**Exercise**
Copy the lines below verbatim, beginning with the line that includes "I'd appreciate your help detecting the potted" and continuing to the end; leave out everything before it.

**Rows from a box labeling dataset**

----------------------------------------

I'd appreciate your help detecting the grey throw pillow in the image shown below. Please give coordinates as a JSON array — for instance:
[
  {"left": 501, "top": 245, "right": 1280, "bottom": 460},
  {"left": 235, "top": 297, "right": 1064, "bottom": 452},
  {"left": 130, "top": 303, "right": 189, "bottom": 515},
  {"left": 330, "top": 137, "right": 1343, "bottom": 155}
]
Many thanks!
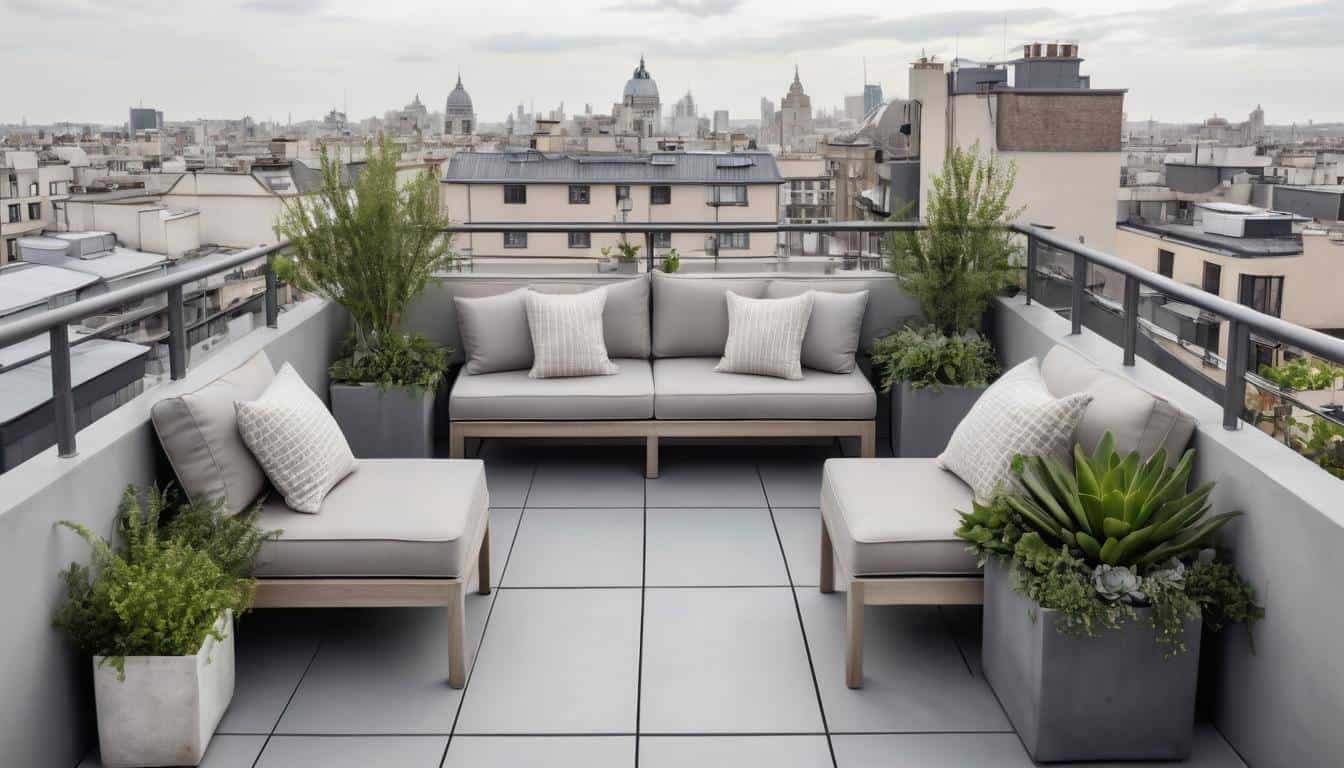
[{"left": 453, "top": 288, "right": 532, "bottom": 374}]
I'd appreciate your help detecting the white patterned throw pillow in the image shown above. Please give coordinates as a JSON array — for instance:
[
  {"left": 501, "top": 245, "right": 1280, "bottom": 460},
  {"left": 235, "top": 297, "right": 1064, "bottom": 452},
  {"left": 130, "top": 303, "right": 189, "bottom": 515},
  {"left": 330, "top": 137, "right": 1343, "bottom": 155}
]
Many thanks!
[
  {"left": 938, "top": 358, "right": 1093, "bottom": 502},
  {"left": 714, "top": 291, "right": 812, "bottom": 379},
  {"left": 526, "top": 286, "right": 621, "bottom": 379},
  {"left": 234, "top": 363, "right": 355, "bottom": 514}
]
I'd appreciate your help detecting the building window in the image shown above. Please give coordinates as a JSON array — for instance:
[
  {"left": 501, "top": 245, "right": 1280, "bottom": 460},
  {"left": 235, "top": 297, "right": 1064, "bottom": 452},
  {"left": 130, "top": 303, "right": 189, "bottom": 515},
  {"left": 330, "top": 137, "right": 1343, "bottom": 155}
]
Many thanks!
[
  {"left": 1204, "top": 261, "right": 1223, "bottom": 296},
  {"left": 1236, "top": 274, "right": 1284, "bottom": 317},
  {"left": 719, "top": 231, "right": 751, "bottom": 250}
]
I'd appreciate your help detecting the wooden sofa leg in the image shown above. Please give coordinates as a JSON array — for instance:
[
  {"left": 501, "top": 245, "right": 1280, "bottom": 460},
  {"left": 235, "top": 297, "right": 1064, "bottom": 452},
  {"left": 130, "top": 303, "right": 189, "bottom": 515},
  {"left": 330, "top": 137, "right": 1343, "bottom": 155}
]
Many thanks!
[
  {"left": 448, "top": 580, "right": 466, "bottom": 689},
  {"left": 817, "top": 515, "right": 836, "bottom": 594},
  {"left": 844, "top": 580, "right": 864, "bottom": 689}
]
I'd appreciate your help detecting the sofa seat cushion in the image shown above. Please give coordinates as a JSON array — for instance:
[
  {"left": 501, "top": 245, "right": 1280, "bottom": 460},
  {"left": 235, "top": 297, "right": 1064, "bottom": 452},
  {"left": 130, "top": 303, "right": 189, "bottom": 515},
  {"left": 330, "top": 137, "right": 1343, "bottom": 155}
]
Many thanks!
[
  {"left": 448, "top": 358, "right": 653, "bottom": 421},
  {"left": 257, "top": 459, "right": 489, "bottom": 578},
  {"left": 653, "top": 358, "right": 878, "bottom": 420},
  {"left": 821, "top": 459, "right": 980, "bottom": 576}
]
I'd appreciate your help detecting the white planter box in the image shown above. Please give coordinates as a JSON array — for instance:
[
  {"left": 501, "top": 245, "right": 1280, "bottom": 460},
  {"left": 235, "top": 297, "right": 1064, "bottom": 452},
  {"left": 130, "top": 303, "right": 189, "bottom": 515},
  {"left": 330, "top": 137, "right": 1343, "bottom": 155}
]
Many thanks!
[{"left": 93, "top": 611, "right": 234, "bottom": 768}]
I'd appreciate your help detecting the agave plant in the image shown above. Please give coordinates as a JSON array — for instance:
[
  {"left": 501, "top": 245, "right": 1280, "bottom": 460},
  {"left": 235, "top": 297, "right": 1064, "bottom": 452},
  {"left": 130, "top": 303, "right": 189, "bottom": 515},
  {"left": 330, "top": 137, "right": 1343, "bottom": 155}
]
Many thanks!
[{"left": 1004, "top": 432, "right": 1241, "bottom": 568}]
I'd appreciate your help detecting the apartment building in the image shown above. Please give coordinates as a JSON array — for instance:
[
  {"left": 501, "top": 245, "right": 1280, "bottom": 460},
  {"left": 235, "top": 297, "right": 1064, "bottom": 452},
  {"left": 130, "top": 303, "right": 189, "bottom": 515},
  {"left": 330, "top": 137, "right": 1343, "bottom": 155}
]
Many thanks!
[{"left": 442, "top": 151, "right": 784, "bottom": 262}]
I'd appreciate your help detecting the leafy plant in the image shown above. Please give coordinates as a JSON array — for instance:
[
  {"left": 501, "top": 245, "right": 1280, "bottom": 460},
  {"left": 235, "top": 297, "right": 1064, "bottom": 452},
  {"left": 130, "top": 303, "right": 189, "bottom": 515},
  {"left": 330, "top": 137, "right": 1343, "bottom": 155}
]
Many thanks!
[
  {"left": 871, "top": 325, "right": 999, "bottom": 391},
  {"left": 886, "top": 144, "right": 1021, "bottom": 336},
  {"left": 273, "top": 139, "right": 454, "bottom": 386},
  {"left": 55, "top": 487, "right": 275, "bottom": 677}
]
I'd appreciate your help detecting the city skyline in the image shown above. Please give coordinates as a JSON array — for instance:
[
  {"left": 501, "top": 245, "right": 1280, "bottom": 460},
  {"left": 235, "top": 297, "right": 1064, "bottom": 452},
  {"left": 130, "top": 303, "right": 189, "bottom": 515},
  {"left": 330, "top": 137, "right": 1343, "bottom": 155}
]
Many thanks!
[{"left": 0, "top": 0, "right": 1344, "bottom": 125}]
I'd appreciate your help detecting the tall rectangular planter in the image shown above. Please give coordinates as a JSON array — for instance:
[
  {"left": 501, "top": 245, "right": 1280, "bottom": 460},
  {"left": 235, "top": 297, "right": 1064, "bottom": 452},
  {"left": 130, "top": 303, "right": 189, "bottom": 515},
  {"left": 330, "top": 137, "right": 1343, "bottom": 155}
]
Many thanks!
[
  {"left": 891, "top": 382, "right": 985, "bottom": 459},
  {"left": 93, "top": 611, "right": 234, "bottom": 768},
  {"left": 981, "top": 558, "right": 1202, "bottom": 763},
  {"left": 331, "top": 383, "right": 435, "bottom": 459}
]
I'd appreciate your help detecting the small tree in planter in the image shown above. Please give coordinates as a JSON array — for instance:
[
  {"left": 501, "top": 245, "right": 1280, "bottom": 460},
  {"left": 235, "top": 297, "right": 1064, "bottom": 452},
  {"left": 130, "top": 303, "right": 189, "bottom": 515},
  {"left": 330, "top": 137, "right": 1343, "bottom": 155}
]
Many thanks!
[
  {"left": 872, "top": 144, "right": 1020, "bottom": 457},
  {"left": 957, "top": 433, "right": 1265, "bottom": 761},
  {"left": 55, "top": 488, "right": 270, "bottom": 768},
  {"left": 276, "top": 139, "right": 453, "bottom": 457}
]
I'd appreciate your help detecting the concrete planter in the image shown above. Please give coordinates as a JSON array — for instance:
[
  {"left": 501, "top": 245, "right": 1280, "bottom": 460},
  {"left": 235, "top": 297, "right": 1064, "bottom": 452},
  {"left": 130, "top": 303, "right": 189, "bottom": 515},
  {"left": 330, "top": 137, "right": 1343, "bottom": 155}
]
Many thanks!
[
  {"left": 331, "top": 383, "right": 435, "bottom": 459},
  {"left": 891, "top": 382, "right": 986, "bottom": 459},
  {"left": 93, "top": 611, "right": 234, "bottom": 768},
  {"left": 981, "top": 560, "right": 1202, "bottom": 763}
]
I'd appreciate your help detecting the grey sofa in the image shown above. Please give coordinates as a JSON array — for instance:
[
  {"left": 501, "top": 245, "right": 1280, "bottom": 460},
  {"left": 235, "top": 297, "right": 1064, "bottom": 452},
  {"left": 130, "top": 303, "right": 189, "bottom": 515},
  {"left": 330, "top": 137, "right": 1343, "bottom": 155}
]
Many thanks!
[{"left": 440, "top": 273, "right": 913, "bottom": 477}]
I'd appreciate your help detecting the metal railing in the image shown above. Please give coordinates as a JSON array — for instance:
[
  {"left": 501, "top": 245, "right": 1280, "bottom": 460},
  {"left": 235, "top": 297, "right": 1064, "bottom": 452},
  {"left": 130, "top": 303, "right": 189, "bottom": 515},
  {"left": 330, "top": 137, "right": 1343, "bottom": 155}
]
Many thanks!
[{"left": 0, "top": 241, "right": 289, "bottom": 457}]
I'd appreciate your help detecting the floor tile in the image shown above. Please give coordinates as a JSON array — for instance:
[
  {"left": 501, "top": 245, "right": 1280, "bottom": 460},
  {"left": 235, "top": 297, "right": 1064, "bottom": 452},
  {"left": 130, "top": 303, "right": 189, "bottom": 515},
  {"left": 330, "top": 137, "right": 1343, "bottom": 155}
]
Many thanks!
[
  {"left": 527, "top": 459, "right": 644, "bottom": 508},
  {"left": 770, "top": 507, "right": 821, "bottom": 586},
  {"left": 257, "top": 736, "right": 448, "bottom": 768},
  {"left": 444, "top": 736, "right": 634, "bottom": 768},
  {"left": 640, "top": 589, "right": 823, "bottom": 734},
  {"left": 216, "top": 608, "right": 329, "bottom": 731},
  {"left": 78, "top": 733, "right": 266, "bottom": 768},
  {"left": 503, "top": 507, "right": 644, "bottom": 588},
  {"left": 796, "top": 586, "right": 1011, "bottom": 733},
  {"left": 646, "top": 457, "right": 766, "bottom": 507},
  {"left": 645, "top": 507, "right": 789, "bottom": 586},
  {"left": 640, "top": 736, "right": 832, "bottom": 768},
  {"left": 456, "top": 589, "right": 640, "bottom": 734},
  {"left": 759, "top": 457, "right": 825, "bottom": 507},
  {"left": 276, "top": 592, "right": 499, "bottom": 734}
]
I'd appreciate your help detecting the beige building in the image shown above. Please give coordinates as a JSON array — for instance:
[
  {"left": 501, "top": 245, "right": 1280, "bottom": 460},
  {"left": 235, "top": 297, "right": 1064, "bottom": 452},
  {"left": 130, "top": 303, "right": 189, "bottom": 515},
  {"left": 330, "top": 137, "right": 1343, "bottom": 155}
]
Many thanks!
[{"left": 442, "top": 151, "right": 784, "bottom": 269}]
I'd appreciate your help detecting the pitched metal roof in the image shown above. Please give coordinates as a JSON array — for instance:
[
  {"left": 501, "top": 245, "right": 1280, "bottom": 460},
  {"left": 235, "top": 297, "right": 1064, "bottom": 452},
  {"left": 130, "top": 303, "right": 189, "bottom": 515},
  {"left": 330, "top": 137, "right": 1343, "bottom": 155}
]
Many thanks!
[{"left": 442, "top": 151, "right": 784, "bottom": 184}]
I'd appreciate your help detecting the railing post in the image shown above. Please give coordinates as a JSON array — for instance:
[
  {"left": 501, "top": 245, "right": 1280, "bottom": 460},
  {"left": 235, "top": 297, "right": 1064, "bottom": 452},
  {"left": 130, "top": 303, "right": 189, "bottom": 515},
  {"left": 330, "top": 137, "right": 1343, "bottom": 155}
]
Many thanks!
[
  {"left": 1125, "top": 274, "right": 1140, "bottom": 366},
  {"left": 168, "top": 285, "right": 187, "bottom": 381},
  {"left": 1070, "top": 253, "right": 1087, "bottom": 336},
  {"left": 50, "top": 323, "right": 75, "bottom": 459},
  {"left": 1223, "top": 320, "right": 1251, "bottom": 429}
]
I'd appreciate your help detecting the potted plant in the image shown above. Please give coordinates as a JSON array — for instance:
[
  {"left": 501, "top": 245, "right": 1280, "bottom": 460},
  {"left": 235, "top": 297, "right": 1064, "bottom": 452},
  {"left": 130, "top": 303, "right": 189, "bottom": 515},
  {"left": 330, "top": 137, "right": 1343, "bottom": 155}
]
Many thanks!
[
  {"left": 872, "top": 325, "right": 999, "bottom": 457},
  {"left": 957, "top": 433, "right": 1265, "bottom": 761},
  {"left": 872, "top": 144, "right": 1020, "bottom": 456},
  {"left": 276, "top": 139, "right": 453, "bottom": 459},
  {"left": 55, "top": 488, "right": 269, "bottom": 768}
]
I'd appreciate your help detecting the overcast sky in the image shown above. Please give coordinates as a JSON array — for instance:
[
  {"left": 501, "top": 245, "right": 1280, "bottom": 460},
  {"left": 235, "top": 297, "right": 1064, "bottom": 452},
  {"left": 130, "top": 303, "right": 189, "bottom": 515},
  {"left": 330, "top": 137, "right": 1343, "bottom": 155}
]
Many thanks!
[{"left": 0, "top": 0, "right": 1344, "bottom": 124}]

----------------------------------------

**Answer**
I'd appreciate your help detecting the potted plant in the image shown above. Please give coordinates as a JSON array — for instance:
[
  {"left": 501, "top": 245, "right": 1280, "bottom": 460},
  {"left": 235, "top": 297, "right": 1064, "bottom": 452},
  {"left": 130, "top": 303, "right": 189, "bottom": 515},
  {"left": 330, "top": 137, "right": 1343, "bottom": 155}
]
Many thanks!
[
  {"left": 872, "top": 325, "right": 999, "bottom": 457},
  {"left": 957, "top": 433, "right": 1265, "bottom": 761},
  {"left": 872, "top": 144, "right": 1020, "bottom": 456},
  {"left": 276, "top": 139, "right": 453, "bottom": 459},
  {"left": 55, "top": 488, "right": 269, "bottom": 768}
]
I'd appreciate your help detecting the overcast sky in the image shown above. Please give coordinates as a JSON array — for instance:
[
  {"left": 501, "top": 245, "right": 1280, "bottom": 460},
  {"left": 235, "top": 297, "right": 1064, "bottom": 452},
  {"left": 130, "top": 303, "right": 189, "bottom": 515},
  {"left": 330, "top": 137, "right": 1343, "bottom": 155}
]
Many thanks!
[{"left": 0, "top": 0, "right": 1344, "bottom": 124}]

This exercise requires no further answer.